* **AIM OF THE TASK**
Word for word, the records below are to be set down again.

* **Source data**
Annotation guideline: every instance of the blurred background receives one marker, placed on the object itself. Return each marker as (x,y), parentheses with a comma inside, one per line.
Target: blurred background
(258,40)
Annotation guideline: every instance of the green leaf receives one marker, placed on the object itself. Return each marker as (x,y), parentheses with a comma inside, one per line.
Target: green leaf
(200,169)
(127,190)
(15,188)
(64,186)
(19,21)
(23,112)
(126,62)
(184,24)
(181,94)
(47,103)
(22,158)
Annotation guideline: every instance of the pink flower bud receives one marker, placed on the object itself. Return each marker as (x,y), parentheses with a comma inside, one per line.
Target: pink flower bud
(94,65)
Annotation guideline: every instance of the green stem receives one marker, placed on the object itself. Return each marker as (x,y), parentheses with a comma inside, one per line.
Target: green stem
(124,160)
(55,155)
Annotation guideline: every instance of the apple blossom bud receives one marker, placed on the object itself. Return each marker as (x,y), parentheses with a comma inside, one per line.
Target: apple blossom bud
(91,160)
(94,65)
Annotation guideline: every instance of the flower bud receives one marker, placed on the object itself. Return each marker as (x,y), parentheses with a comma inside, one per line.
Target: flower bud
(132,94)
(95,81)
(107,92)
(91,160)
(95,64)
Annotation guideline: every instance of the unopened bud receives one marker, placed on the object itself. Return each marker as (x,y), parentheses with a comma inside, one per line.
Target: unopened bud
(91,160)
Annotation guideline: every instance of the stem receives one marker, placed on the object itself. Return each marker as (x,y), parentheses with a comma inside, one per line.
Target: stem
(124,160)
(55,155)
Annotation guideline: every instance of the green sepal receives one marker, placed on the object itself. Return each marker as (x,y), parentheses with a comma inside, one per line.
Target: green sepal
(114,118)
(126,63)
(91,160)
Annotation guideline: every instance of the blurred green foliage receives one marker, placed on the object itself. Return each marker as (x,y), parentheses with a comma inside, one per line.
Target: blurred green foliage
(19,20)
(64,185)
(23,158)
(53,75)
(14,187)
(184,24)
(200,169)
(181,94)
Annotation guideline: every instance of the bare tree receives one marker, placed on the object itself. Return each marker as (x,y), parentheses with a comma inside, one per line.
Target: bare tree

* **WRITTEN SOLUTION**
Annotation guideline: every instance of the blurred background receives one marker, placed on the object itself. Return each marker as (x,y), parentheses with a comma inside, one per line.
Target: blurred background
(258,40)
Annotation guideline: every instance of the green leaf receives one marker, placed on the object itself. Return each marker as (x,y), parentheses with a comma inside, one per line.
Target: green leaf
(200,169)
(127,190)
(15,188)
(64,186)
(19,21)
(23,112)
(126,62)
(184,24)
(181,94)
(47,103)
(22,158)
Annotation guideline: every instance of the pink flower bud receives one marker, placed on the object itself. Return each marker as (x,y), parentheses with a comma inside, one per line.
Target: pink flower bud
(94,65)
Annotation guideline: every instance of the green stem receives one marker, placed on the object itself. Return each marker as (x,y), parentheses with a comma inside, one per line.
Target: green stem
(124,160)
(55,155)
Annotation guideline: every instance of the apple blossom bud receives one marker, placed on the object itself. Return each marker as (x,y), parentheses with a comma inside, one per line.
Target: apple blossom bud
(91,160)
(94,65)
Annotation guideline: every instance of the flower bud receives one marker, placed on the object itself. Return each marker as (x,y), parentheses with a comma inside, one per line.
Target: flower bud
(132,94)
(95,81)
(107,92)
(91,160)
(95,64)
Annotation guideline: every instance of the unopened bud receives one marker, placed on the object itself. Return each marker as (x,y), parentheses with a comma inside, one per line.
Target: unopened bud
(91,160)
Annotation guideline: every instance of the stem receives one marker, placed on the object itself. Return each marker as (x,y), parentheses with a comma inside, one per line.
Target: stem
(124,160)
(55,155)
Annotation guideline: every instance of the green sepal receives one marker, placed on the object itself. Return each marker as (x,y), parentheses with a comma inside, one per line.
Target: green sepal
(114,118)
(126,63)
(91,160)
Annotation guideline: every instance of the blurred green foliage receives one marker, placed on the object itself. Return each marker as (x,y), parentheses with a comma inside, one per line.
Target: blurred green foliage
(19,20)
(64,185)
(23,158)
(53,75)
(14,187)
(184,24)
(200,169)
(181,94)
Annotation guideline: every instance of the bare tree receives one marker, placed on the object itself. Return each marker as (x,y), parentheses with a comma inside, one per line.
Target: bare tree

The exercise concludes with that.